# Assignment
Below are the records; give again exactly the line with "Where can the wooden telephone", the line with "Where can the wrought", and each line that lies between them, and nothing besides.

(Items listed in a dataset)
───
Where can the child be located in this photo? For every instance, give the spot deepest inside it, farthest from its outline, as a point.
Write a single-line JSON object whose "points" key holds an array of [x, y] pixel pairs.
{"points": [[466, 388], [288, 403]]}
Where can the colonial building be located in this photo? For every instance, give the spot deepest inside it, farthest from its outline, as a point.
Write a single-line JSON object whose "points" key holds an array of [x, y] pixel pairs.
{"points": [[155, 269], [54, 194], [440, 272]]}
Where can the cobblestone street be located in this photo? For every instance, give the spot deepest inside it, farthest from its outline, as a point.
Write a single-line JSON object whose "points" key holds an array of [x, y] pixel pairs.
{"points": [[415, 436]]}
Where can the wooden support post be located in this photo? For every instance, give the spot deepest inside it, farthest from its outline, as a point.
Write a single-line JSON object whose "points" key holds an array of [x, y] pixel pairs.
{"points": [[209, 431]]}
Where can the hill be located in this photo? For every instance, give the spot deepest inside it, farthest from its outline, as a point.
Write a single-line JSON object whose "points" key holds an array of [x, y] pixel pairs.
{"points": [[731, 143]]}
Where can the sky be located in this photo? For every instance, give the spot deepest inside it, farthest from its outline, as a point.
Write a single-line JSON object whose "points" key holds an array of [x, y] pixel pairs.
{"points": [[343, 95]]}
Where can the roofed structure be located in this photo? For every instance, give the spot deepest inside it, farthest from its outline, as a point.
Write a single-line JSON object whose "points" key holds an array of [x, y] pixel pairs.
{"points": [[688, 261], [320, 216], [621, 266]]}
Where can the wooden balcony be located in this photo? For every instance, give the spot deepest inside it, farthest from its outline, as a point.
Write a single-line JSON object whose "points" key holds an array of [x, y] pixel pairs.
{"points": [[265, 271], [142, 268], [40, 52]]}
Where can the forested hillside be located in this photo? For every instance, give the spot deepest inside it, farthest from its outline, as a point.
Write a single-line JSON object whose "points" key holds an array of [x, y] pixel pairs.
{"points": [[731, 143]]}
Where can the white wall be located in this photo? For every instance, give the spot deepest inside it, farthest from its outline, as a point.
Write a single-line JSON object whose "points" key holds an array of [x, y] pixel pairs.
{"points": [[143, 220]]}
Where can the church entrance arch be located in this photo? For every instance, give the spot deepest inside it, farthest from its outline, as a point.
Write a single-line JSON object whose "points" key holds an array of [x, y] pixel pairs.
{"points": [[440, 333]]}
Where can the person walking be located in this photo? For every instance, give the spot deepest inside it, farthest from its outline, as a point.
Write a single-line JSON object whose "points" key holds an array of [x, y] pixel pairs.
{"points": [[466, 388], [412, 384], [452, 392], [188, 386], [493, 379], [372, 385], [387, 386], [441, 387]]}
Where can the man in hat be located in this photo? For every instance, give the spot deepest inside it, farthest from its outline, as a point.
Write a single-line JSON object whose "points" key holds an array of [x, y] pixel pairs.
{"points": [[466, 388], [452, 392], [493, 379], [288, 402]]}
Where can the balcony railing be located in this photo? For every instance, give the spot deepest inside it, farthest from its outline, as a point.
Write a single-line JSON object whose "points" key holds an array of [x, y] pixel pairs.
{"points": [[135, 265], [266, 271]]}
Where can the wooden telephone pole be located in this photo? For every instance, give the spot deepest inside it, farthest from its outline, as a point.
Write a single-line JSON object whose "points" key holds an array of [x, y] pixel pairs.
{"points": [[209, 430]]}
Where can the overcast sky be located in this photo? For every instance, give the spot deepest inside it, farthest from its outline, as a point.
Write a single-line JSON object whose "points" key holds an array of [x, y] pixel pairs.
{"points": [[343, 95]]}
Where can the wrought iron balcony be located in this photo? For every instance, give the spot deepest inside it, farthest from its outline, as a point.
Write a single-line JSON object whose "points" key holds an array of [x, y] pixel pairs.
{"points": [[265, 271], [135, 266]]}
───
# Reply to the exercise
Where can the wooden telephone pole be located in this photo? For every instance, give the spot deepest inside it, farthest from its outline, as a point.
Write a single-line JSON object whose "points" key holds an array of [x, y] pixel pairs.
{"points": [[209, 430]]}
Where can the overcast sky be located in this photo? For every instance, give the spot deepest inside it, farthest from its outline, as a point.
Write a single-line JSON object whose "points" key holds an array of [x, y] pixel pairs.
{"points": [[343, 95]]}
Where can the wrought iron balcony be located in this photo? For every instance, give the spot deepest inside it, farthest from its outline, as a point.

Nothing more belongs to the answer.